_Zu erledigende Aufgaben_:
(1) Prüfe anhand des Textes über Affiliate Marketing, ob die Aussagen (a) bis (c) zutreffen. (a) Die Abrechnung beim Affiliate Marketing erfolgt erfolgsbasiert. (b) Die Nutzer der Links können selbst festlegen, ob ihr Klickverhalten registriert wird. (c) Die Cookies werden auf dem Server des Advertisers gespeichert. Beantworte jede Aussage mit Ja oder Nein und zitiere die entscheidenden Worte des Textes wörtlich.
(2) Gib den Abschnitt der Datensätze unverändert zurück, und zwar vom Anfang der Datensätze bis einschließlich der Zeile, die "[[[598,365],[598,196],[505,213],[481,252],[452,269],[462,298]]]" enthält.

_Ausgangstext_:
Die verschärfte Rechtslage zum Thema Datenschutz sorgt auch für Verunsicherung beim Affiliate Marketing, das aus der Internetwirtschaft kaum mehr wegzudenken ist. Was Marketer beachten müssen.
Die Praxis ist alt, aber unverändert gefragt: Ein Betreiber einer Website oder kommerzieller Nutzer eines Social-Media-Profils (Affiliate Publisher) bietet einem Werbetreibenden (Advertiser) Platz für dessen Werbung. Klickt ein Besucher auf die Werbeanzeige beziehungsweise den platzierten Link, öffnet sich die Landingpage des Advertisers, auf der beispielsweise ein Produkt erworben werden kann. Da die Abrechnung dieser Werbedienstleistung erfolgsbasiert im Sinne einer Vermittlungsprovision geschieht, ist Affiliate Marketing nur möglich, wenn sich die Anzeigenklicks genau ihrer Quelle zuordnen lassen.
Die Lösung liegt im Tracking, das wiederum in der Regel auf kleinen Textdateien, sogenannter Cookies, basiert, die auf dem Computer des Internetsurfers gespeichert werden. Das Affiliate-System kann mit Hilfe der Cookies nachvollziehen, welcher Publisher den Klick durch seine Werbeplatzierung generiert und damit die gewünschte Interaktion angestoßen hat. Die Nutzer dieser Links können dabei nicht beeinflussen, ob ihr Klickverhalten registriert wird. Doch ist dieses Modell im Hinblick auf die EU-Datenschutzgrundverordnung (DSGVO) überhaupt noch tragbar?

_Bereitgestellte Daten_:
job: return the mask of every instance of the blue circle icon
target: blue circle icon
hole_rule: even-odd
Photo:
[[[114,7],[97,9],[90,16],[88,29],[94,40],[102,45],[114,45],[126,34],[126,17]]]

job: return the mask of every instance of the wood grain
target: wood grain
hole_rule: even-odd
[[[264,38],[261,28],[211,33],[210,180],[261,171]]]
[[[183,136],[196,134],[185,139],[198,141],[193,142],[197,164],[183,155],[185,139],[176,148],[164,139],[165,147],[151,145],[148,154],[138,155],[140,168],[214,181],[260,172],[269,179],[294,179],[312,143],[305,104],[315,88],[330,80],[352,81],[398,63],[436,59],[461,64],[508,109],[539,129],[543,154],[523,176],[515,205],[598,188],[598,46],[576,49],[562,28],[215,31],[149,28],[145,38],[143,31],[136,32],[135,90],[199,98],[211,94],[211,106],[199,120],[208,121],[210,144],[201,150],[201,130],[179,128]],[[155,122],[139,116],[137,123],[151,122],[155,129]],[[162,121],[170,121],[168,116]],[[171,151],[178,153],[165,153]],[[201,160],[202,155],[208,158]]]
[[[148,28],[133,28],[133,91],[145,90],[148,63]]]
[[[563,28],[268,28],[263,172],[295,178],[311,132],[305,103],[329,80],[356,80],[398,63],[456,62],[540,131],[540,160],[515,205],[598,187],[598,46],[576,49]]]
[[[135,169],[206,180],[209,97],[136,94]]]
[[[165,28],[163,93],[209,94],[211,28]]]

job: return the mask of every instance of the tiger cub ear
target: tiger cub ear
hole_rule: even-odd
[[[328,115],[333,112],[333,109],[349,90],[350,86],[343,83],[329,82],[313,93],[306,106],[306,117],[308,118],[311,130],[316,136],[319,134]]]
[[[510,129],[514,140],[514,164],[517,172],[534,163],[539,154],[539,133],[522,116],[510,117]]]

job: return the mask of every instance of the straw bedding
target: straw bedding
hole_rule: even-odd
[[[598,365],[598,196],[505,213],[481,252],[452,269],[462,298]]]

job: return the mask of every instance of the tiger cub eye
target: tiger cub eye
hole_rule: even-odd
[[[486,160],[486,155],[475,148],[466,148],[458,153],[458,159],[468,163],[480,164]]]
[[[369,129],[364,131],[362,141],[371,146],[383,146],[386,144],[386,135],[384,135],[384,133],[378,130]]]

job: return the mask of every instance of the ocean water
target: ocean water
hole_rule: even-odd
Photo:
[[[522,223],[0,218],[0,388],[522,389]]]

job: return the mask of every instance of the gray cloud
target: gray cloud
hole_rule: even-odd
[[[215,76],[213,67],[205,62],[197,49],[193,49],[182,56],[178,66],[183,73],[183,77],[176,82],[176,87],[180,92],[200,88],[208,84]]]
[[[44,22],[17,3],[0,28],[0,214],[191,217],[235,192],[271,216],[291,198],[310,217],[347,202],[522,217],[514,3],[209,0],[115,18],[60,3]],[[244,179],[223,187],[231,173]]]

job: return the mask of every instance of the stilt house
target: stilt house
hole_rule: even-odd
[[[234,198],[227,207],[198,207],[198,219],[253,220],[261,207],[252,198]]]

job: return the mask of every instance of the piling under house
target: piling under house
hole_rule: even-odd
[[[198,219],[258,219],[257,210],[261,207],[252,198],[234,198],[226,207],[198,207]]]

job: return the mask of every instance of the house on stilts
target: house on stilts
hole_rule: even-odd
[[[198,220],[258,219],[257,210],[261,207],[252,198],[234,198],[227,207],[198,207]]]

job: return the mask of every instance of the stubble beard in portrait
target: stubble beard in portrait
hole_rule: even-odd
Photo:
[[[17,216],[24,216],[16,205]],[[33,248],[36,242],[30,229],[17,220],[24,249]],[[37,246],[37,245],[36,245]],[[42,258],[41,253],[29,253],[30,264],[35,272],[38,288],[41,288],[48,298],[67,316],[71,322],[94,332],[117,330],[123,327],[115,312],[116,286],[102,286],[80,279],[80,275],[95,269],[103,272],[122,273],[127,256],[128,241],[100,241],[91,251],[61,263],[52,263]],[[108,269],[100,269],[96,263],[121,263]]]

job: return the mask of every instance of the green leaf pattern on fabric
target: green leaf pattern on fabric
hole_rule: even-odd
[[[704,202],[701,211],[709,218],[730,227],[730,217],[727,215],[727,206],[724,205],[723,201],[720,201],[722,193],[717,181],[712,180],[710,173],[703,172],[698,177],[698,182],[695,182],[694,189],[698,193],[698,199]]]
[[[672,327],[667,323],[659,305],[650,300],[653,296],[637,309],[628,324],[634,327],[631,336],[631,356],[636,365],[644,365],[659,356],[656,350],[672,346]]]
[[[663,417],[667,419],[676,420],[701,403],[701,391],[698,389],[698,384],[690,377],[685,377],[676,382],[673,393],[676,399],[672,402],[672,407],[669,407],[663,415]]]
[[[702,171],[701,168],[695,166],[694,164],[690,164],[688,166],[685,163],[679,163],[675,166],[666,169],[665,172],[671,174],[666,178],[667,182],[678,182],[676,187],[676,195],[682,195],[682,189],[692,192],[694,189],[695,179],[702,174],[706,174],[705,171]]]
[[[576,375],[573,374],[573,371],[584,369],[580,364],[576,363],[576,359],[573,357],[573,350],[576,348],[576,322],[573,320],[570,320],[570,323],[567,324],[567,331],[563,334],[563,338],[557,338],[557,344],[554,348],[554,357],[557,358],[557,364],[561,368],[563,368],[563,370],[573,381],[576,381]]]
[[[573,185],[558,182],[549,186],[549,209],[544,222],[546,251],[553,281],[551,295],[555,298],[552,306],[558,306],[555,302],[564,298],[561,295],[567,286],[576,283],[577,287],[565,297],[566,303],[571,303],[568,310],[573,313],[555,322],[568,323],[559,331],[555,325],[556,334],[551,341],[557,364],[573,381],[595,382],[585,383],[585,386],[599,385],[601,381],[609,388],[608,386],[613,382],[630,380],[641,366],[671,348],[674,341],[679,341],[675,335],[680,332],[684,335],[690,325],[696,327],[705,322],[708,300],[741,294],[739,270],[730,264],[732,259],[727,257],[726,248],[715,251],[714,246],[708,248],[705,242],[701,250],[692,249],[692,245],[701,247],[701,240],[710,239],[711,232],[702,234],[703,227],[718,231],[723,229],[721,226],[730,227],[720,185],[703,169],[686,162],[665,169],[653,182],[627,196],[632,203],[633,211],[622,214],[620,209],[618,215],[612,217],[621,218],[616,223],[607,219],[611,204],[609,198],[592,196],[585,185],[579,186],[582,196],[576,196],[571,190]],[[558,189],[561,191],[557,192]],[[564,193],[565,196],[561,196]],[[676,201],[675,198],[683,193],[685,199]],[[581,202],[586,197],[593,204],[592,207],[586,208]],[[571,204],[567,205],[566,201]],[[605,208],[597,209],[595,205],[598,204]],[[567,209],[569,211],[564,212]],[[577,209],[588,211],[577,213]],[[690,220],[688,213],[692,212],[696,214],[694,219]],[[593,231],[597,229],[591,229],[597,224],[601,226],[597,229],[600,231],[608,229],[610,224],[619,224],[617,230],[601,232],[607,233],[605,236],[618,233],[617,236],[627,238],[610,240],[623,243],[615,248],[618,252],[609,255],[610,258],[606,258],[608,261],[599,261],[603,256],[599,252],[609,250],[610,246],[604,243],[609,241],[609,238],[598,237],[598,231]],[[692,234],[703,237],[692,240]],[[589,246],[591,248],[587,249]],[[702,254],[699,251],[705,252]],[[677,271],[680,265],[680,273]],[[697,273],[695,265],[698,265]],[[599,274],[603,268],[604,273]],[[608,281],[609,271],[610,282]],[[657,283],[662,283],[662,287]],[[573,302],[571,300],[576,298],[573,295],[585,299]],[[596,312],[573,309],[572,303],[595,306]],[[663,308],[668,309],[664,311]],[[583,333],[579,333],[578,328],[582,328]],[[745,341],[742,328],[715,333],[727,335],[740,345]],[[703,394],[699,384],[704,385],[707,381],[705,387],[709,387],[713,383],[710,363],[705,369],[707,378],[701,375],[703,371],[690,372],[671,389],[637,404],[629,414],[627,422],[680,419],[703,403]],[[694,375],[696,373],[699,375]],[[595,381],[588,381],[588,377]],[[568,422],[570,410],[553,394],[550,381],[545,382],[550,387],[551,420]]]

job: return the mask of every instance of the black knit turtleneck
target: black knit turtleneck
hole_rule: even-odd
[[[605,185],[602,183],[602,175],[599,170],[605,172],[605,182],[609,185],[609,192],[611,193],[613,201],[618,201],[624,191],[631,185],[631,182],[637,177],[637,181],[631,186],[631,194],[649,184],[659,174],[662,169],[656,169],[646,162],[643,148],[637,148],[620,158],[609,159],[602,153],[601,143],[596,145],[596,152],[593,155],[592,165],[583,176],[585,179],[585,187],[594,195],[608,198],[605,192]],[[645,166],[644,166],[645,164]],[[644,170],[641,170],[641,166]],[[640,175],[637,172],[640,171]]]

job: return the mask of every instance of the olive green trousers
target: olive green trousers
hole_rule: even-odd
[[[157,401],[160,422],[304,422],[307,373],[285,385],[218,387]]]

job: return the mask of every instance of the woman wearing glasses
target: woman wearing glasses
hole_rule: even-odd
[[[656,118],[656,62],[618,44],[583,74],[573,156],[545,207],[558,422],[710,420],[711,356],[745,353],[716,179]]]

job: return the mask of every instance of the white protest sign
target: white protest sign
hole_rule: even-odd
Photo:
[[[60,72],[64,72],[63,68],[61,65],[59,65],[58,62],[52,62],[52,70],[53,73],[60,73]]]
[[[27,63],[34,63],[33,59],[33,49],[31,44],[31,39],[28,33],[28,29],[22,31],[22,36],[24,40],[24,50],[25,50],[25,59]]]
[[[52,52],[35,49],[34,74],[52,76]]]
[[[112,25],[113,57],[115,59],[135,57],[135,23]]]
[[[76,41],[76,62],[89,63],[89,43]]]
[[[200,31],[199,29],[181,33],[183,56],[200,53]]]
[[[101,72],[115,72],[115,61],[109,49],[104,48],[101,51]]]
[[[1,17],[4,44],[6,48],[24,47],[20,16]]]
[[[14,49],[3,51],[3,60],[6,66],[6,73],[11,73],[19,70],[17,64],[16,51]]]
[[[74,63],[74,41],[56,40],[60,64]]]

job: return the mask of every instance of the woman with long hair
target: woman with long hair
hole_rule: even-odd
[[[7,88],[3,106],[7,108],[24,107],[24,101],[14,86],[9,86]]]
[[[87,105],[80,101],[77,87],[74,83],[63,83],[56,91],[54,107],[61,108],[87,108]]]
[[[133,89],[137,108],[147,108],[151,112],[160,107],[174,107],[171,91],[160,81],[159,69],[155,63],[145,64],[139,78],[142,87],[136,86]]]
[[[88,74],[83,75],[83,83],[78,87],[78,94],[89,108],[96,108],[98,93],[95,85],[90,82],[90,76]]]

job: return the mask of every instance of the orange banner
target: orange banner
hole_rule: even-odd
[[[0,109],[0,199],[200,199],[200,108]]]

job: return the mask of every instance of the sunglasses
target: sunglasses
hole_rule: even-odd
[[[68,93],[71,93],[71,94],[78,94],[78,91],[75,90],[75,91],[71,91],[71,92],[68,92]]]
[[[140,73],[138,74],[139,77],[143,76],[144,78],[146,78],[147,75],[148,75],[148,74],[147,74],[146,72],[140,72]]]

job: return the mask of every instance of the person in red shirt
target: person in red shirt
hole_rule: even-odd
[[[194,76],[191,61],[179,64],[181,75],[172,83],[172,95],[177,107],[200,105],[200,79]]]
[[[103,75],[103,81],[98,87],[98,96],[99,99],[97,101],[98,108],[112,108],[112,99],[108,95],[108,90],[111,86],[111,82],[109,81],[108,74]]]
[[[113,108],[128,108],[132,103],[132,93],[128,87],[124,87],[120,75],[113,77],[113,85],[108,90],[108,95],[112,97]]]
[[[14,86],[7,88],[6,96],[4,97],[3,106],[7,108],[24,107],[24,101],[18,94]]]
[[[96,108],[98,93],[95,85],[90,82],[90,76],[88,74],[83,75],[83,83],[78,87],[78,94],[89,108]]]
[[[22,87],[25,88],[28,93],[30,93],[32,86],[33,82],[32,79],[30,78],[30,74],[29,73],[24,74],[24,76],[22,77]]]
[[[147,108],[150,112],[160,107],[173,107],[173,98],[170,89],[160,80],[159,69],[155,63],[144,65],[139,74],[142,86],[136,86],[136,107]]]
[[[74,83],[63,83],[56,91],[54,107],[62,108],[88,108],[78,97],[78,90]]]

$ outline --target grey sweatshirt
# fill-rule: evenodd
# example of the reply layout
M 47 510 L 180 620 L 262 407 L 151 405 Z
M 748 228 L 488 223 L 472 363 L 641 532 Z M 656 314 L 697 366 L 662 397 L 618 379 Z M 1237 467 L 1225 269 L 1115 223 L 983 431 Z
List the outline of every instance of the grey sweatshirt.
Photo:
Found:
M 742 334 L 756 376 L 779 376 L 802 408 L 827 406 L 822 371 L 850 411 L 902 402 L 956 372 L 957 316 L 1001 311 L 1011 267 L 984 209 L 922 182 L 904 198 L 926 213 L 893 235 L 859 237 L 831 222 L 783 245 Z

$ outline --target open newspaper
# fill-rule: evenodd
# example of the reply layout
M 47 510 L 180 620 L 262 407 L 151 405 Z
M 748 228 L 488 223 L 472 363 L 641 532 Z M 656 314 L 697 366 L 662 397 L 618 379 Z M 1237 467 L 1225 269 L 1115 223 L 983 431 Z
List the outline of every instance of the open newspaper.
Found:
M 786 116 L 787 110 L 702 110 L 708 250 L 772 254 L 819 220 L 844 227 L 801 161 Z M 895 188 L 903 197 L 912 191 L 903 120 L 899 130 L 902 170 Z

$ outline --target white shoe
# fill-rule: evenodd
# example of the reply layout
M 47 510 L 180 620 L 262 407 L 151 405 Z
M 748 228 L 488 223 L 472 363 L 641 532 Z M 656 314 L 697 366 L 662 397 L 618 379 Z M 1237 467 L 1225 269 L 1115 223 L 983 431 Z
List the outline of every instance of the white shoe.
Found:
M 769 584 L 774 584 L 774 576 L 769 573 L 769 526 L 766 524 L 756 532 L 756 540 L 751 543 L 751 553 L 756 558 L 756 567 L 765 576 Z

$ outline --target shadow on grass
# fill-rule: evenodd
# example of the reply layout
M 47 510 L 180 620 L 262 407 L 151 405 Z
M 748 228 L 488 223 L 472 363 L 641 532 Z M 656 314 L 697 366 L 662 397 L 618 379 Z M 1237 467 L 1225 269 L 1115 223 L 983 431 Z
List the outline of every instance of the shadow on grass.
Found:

_Lösungen_:
(1)
(a) Ja: „Da die Abrechnung dieser Werbedienstleistung erfolgsbasiert im Sinne einer Vermittlungsprovision geschieht“
(b) Nein: „Die Nutzer dieser Links können dabei nicht beeinflussen, ob ihr Klickverhalten registriert wird.“
(c) Nein: „die auf dem Computer des Internetsurfers gespeichert werden“

(2)
job: return the mask of every instance of the blue circle icon
target: blue circle icon
hole_rule: even-odd
Photo:
[[[114,7],[97,9],[90,16],[88,29],[94,40],[102,45],[114,45],[126,34],[126,17]]]

job: return the mask of every instance of the wood grain
target: wood grain
hole_rule: even-odd
[[[264,38],[261,28],[211,33],[210,180],[261,171]]]
[[[183,136],[196,134],[185,139],[198,141],[193,142],[197,164],[183,155],[185,139],[176,148],[164,139],[165,147],[151,145],[148,154],[138,155],[140,168],[214,181],[260,172],[269,179],[294,179],[312,143],[305,104],[315,88],[330,80],[352,81],[398,63],[436,59],[461,64],[508,109],[539,129],[543,154],[523,176],[515,205],[598,188],[598,46],[576,49],[562,28],[215,31],[149,28],[145,38],[143,31],[136,32],[135,90],[199,98],[211,94],[211,106],[199,120],[208,121],[210,144],[201,150],[201,130],[179,128]],[[155,122],[139,116],[137,123],[151,122],[155,129]],[[162,121],[170,121],[168,116]],[[171,151],[178,153],[165,153]],[[201,160],[202,155],[208,158]]]
[[[148,28],[133,28],[133,91],[145,90],[148,63]]]
[[[563,28],[268,28],[263,172],[295,178],[311,132],[305,103],[329,80],[356,80],[398,63],[456,62],[540,131],[540,160],[515,205],[598,187],[598,46],[576,49]]]
[[[135,169],[206,180],[209,97],[136,94]]]
[[[165,28],[163,93],[209,94],[211,28]]]

job: return the mask of every instance of the tiger cub ear
target: tiger cub ear
hole_rule: even-odd
[[[328,115],[333,112],[333,109],[349,90],[350,86],[343,83],[329,82],[313,93],[306,106],[306,117],[308,118],[311,130],[316,136],[319,134]]]
[[[510,129],[514,140],[514,164],[517,172],[534,163],[539,154],[539,133],[522,116],[510,117]]]

job: return the mask of every instance of the straw bedding
target: straw bedding
hole_rule: even-odd
[[[598,365],[598,196],[505,213],[481,252],[452,269],[462,298]]]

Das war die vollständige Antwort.